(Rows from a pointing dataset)
───

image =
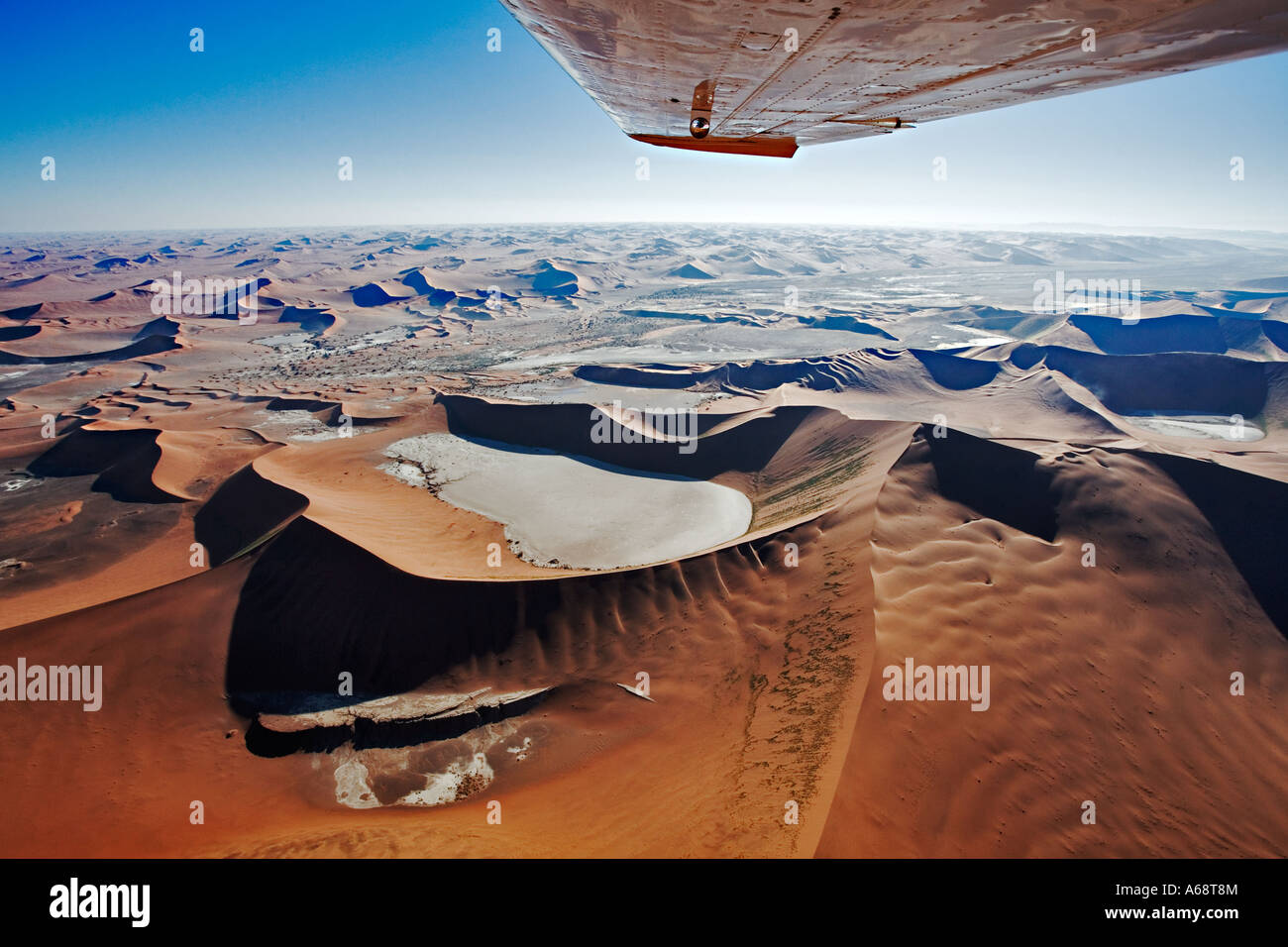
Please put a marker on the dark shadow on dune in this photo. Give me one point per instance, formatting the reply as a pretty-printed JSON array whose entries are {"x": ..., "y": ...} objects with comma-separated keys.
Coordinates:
[
  {"x": 1166, "y": 382},
  {"x": 1248, "y": 514},
  {"x": 151, "y": 346},
  {"x": 996, "y": 480},
  {"x": 956, "y": 372},
  {"x": 568, "y": 429},
  {"x": 14, "y": 333},
  {"x": 316, "y": 605},
  {"x": 124, "y": 462},
  {"x": 245, "y": 510},
  {"x": 1183, "y": 333}
]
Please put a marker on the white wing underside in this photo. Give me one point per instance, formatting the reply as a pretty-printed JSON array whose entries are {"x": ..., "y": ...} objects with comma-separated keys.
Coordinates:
[{"x": 782, "y": 73}]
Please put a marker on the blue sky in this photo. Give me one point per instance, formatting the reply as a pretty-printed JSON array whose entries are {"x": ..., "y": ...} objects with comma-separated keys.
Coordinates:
[{"x": 147, "y": 134}]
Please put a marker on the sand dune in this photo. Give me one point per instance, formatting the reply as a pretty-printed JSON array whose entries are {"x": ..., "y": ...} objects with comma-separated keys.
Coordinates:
[{"x": 410, "y": 541}]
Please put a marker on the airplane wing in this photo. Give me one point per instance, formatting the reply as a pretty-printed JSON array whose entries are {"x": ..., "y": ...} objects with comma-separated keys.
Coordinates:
[{"x": 765, "y": 76}]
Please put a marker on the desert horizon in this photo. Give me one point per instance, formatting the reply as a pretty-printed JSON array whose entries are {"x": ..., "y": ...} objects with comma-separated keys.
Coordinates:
[{"x": 853, "y": 433}]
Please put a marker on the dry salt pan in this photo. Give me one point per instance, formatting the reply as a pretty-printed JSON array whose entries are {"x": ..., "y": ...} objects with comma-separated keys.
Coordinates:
[{"x": 563, "y": 510}]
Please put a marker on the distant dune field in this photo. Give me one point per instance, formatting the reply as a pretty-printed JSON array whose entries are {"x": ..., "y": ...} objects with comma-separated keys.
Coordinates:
[{"x": 394, "y": 528}]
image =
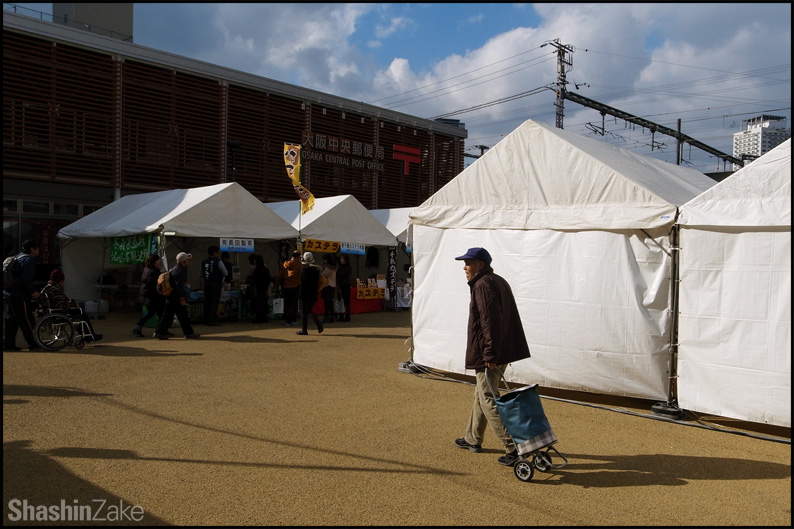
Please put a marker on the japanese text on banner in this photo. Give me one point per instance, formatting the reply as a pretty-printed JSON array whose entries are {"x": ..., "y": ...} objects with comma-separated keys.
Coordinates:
[
  {"x": 292, "y": 161},
  {"x": 314, "y": 245}
]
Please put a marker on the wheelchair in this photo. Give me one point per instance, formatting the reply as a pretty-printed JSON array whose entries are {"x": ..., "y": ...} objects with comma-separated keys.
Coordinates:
[{"x": 57, "y": 329}]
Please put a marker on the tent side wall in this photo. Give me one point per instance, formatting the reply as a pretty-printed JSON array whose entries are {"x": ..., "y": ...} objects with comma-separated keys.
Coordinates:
[
  {"x": 735, "y": 323},
  {"x": 594, "y": 305}
]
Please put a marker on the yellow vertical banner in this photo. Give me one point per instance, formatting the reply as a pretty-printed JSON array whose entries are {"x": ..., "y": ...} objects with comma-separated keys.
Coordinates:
[{"x": 292, "y": 161}]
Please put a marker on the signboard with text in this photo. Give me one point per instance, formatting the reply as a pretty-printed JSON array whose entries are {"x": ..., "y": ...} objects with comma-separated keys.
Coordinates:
[
  {"x": 314, "y": 245},
  {"x": 132, "y": 249},
  {"x": 353, "y": 248},
  {"x": 237, "y": 245}
]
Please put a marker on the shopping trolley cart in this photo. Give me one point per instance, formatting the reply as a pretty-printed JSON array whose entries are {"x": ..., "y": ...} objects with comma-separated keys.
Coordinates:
[{"x": 522, "y": 414}]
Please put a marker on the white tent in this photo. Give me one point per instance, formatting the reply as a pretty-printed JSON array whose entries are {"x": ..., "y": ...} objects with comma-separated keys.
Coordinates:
[
  {"x": 396, "y": 221},
  {"x": 580, "y": 229},
  {"x": 341, "y": 218},
  {"x": 184, "y": 215},
  {"x": 735, "y": 303}
]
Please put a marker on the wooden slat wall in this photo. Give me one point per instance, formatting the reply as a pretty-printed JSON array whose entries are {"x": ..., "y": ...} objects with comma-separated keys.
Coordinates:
[{"x": 77, "y": 116}]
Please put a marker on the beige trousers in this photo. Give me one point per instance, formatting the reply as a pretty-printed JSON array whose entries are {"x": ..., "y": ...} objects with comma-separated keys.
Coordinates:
[{"x": 484, "y": 412}]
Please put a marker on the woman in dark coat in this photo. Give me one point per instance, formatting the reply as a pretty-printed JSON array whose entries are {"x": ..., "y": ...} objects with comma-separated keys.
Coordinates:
[
  {"x": 310, "y": 281},
  {"x": 149, "y": 297},
  {"x": 259, "y": 281},
  {"x": 343, "y": 282}
]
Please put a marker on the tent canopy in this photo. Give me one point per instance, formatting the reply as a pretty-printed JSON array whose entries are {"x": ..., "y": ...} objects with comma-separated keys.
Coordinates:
[
  {"x": 395, "y": 219},
  {"x": 222, "y": 210},
  {"x": 758, "y": 194},
  {"x": 734, "y": 333},
  {"x": 581, "y": 232},
  {"x": 540, "y": 177},
  {"x": 341, "y": 218}
]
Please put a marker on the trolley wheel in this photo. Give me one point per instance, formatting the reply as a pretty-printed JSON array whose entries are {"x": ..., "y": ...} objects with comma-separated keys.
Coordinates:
[
  {"x": 542, "y": 461},
  {"x": 54, "y": 331},
  {"x": 523, "y": 470}
]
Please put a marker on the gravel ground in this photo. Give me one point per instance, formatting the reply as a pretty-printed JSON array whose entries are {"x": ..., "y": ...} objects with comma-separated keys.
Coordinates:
[{"x": 253, "y": 425}]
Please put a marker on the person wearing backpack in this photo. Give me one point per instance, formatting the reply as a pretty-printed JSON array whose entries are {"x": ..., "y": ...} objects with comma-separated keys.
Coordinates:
[
  {"x": 19, "y": 296},
  {"x": 213, "y": 271},
  {"x": 149, "y": 296},
  {"x": 176, "y": 302}
]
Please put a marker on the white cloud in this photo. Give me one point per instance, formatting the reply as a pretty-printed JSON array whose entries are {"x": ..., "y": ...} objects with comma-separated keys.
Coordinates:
[{"x": 643, "y": 58}]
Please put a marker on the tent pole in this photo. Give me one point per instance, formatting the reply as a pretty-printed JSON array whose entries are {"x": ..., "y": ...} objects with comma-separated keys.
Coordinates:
[{"x": 670, "y": 408}]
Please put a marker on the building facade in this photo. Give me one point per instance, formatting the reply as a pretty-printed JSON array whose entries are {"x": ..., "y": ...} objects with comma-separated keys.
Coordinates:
[
  {"x": 88, "y": 118},
  {"x": 759, "y": 135}
]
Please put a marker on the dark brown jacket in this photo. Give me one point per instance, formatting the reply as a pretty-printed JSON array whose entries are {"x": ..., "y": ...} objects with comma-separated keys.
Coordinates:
[{"x": 495, "y": 331}]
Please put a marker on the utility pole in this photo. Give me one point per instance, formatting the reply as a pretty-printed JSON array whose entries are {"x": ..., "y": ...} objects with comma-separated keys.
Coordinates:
[{"x": 564, "y": 65}]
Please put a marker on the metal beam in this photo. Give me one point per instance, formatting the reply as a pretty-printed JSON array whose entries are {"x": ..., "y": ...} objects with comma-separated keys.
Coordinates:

───

Return all of the lines above word for word, leaving out the pictures.

▶ **Exercise solution**:
image =
Please put a marker on the dark shadow on dune in this photo. Give me one point per instance, formatting the reply as a pretty-printed JSON array whose entries are {"x": ..., "y": ...} objects with comma-separated keys.
Coordinates:
[
  {"x": 1166, "y": 382},
  {"x": 1248, "y": 514},
  {"x": 151, "y": 346},
  {"x": 996, "y": 480},
  {"x": 956, "y": 372},
  {"x": 568, "y": 429},
  {"x": 14, "y": 333},
  {"x": 316, "y": 605},
  {"x": 124, "y": 462},
  {"x": 245, "y": 510},
  {"x": 1183, "y": 333}
]
Please put a marker on the white wing underside in this photo. Give me one point per instance, formatting the reply as a pretty-printed JSON array whose entries are {"x": ..., "y": ...} objects with comma-separated keys.
Coordinates:
[{"x": 782, "y": 73}]
Please put a marker on the blue sky in this photo. Give me one point per instance, formatting the reply as a pretty-printed JSON array whose entries are {"x": ..., "y": ...} objects with comma-separated keys.
Coordinates:
[{"x": 147, "y": 134}]
Please put a marker on the sand dune in this photo. Give me one point per instance, formatting the reply as a pretty-printed JSON array whose entries are {"x": ..., "y": ...} objects with comma-separated keys.
Coordinates:
[{"x": 410, "y": 541}]
Please put a marker on the airplane wing in this photo. Give me one point per instance, formatting the reply as a pretty-printed JSON array whose entries are {"x": ..., "y": ...} objects with comma-separated keys.
Coordinates:
[{"x": 765, "y": 76}]
Please put a marker on the desert horizon in this photo. Give me one point per instance, formatting the reply as a pretty-printed JSON array whose entries are {"x": ..., "y": ...} objects with comma-separated keys.
Coordinates:
[{"x": 853, "y": 433}]
Please put a marker on the dry salt pan in this photo. Give me one point per instance, formatting the reply as a pretty-printed JSON array whose entries are {"x": ..., "y": ...} objects with comma-separated keys.
Coordinates:
[{"x": 563, "y": 510}]
Please put a marker on the distant dune field in this photo. Give me one point per instance, formatting the reply as a pretty-printed JSON array whose entries are {"x": ..., "y": ...} objects with comma-separated keys.
Coordinates:
[{"x": 394, "y": 528}]
image =
Please put a marker on the japanese text on banner in this photo. Give me one point per instance, formatting the reply as a pretty-printed JSON array whose entries are {"x": ..., "y": ...} objects with comma-separated keys.
Coordinates:
[
  {"x": 292, "y": 161},
  {"x": 314, "y": 245}
]
Please put a marker on the wheelchair in this photo. Give me one point per instance, formatting the reply as a pretty-printed JSON array whose entries are {"x": ..., "y": ...} objects with comma-separated keys.
Coordinates:
[{"x": 57, "y": 329}]
Please put a marker on the tent side wall in this photo. Give me one point per instance, formatting the reply as a pretty-printed JSON array whose entries are {"x": ..., "y": ...} objects with comma-separated keys.
Coordinates:
[
  {"x": 735, "y": 323},
  {"x": 594, "y": 305}
]
Please put a marker on the yellow vertical banner in this photo. Give me one point per instance, formatting the reply as a pretty-printed JSON array whose entries are {"x": ..., "y": ...} objects with comma-separated keys.
Coordinates:
[{"x": 292, "y": 161}]
Please put a marker on the signboard with text in this photo. Give me one point per instance, formatting the reply as a pretty-printed JSON array whose entries are {"x": ..., "y": ...} objects with comma-separated keys.
Coordinates:
[
  {"x": 314, "y": 245},
  {"x": 132, "y": 249},
  {"x": 353, "y": 248},
  {"x": 237, "y": 245}
]
Please put a marker on the shopping trolley cart in this photo. Give me one point per instance, formatting the reply as a pretty-printed JSON array whose entries are {"x": ..., "y": ...} objects with comma-separated keys.
Coordinates:
[{"x": 522, "y": 414}]
Please put a marker on the white tent in this photo. Give me one point per instance, formatting the reply as a pretty-printed JSON array whose entries are {"x": ..., "y": ...} objects with comma-separated keys.
Coordinates:
[
  {"x": 396, "y": 221},
  {"x": 580, "y": 229},
  {"x": 341, "y": 218},
  {"x": 184, "y": 215},
  {"x": 735, "y": 303}
]
Please put a marker on the wooden slat wall in this photo. Give me one point per instance, formatting the reply as a pretty-printed JSON array whose entries are {"x": ..., "y": ...} objects with comma-separated keys.
Coordinates:
[{"x": 77, "y": 116}]
Please put a marker on the beige trousers in this photo. Give me one point per instance, formatting the reply as a pretty-printed JSON array whose entries are {"x": ..., "y": ...} objects with comma-separated keys.
Coordinates:
[{"x": 484, "y": 412}]
Please put a marker on the woman in dark coat in this photo. Give me one point per instance, formatting the reply as a pretty-printed JSON array whose entries are {"x": ..., "y": ...} objects with comma-separated keys.
Coordinates:
[
  {"x": 310, "y": 281},
  {"x": 149, "y": 297},
  {"x": 259, "y": 281},
  {"x": 343, "y": 282}
]
Please put a marker on the tent canopy in this photo. Give me one point per instance, formatting the reply as a pretty-printed JSON array whose entries are {"x": ..., "y": ...} objects with comma-separated keys.
Coordinates:
[
  {"x": 395, "y": 219},
  {"x": 222, "y": 210},
  {"x": 758, "y": 194},
  {"x": 734, "y": 333},
  {"x": 581, "y": 232},
  {"x": 540, "y": 177},
  {"x": 341, "y": 218}
]
Please put a marker on the trolley wheel in this photo. Give me one point per instance, formatting the reply as a pretty-printed JSON array whose entries are {"x": ..., "y": ...} objects with comma-separated keys.
Coordinates:
[
  {"x": 542, "y": 461},
  {"x": 54, "y": 331},
  {"x": 523, "y": 470}
]
Please put a marker on the gravel ground in this photo. Give me one point per instance, formatting the reply as a pretty-printed JSON array whose entries are {"x": ..., "y": ...} objects with comma-separated keys.
Coordinates:
[{"x": 253, "y": 425}]
Please put a marker on the person wearing backpack in this photo. Give me one point per instance, formatting the reply as a pretty-printed JSON array whose entries are {"x": ..., "y": ...} objects with comma-separated keys.
Coordinates:
[
  {"x": 19, "y": 296},
  {"x": 213, "y": 271},
  {"x": 149, "y": 296},
  {"x": 176, "y": 302}
]
Please put a marker on the white cloud in this photo. Give me one point per instance, formatting the reply as a pretty-printed JSON array whose entries are {"x": ..., "y": ...} objects with comma-separated keys.
Coordinates:
[{"x": 643, "y": 58}]
Please put a marker on the tent pole in this photo. Give me one point per instance, formatting the reply as a pretty-printed JSON array whose entries are {"x": ..., "y": ...} objects with comma-separated keys.
Coordinates:
[{"x": 670, "y": 408}]
Please put a marker on the building facade in this photo. Give me one point per instance, formatting the reply as a pretty-printed JSON array whose entries are {"x": ..., "y": ...} objects with comma-separated keys.
Coordinates:
[
  {"x": 88, "y": 118},
  {"x": 759, "y": 135}
]
Please put a marker on the dark brown jacket in this photo. Give me one point per instance, formatting the reply as a pretty-printed JSON array whose entries are {"x": ..., "y": ...} objects with comma-separated keys.
Coordinates:
[{"x": 495, "y": 331}]
Please put a marker on the utility pole in this photo. Give me one point per instance, formatting the reply as a pretty-printed JSON array whose entries are {"x": ..., "y": ...} objects with comma-separated keys.
Coordinates:
[{"x": 564, "y": 65}]
Please put a marker on the metal beam in this photo. Give me one point per instance, formatting the reply as a pretty-printed JSON array whose entries are {"x": ..., "y": ...} objects with comma-separated keys.
Coordinates:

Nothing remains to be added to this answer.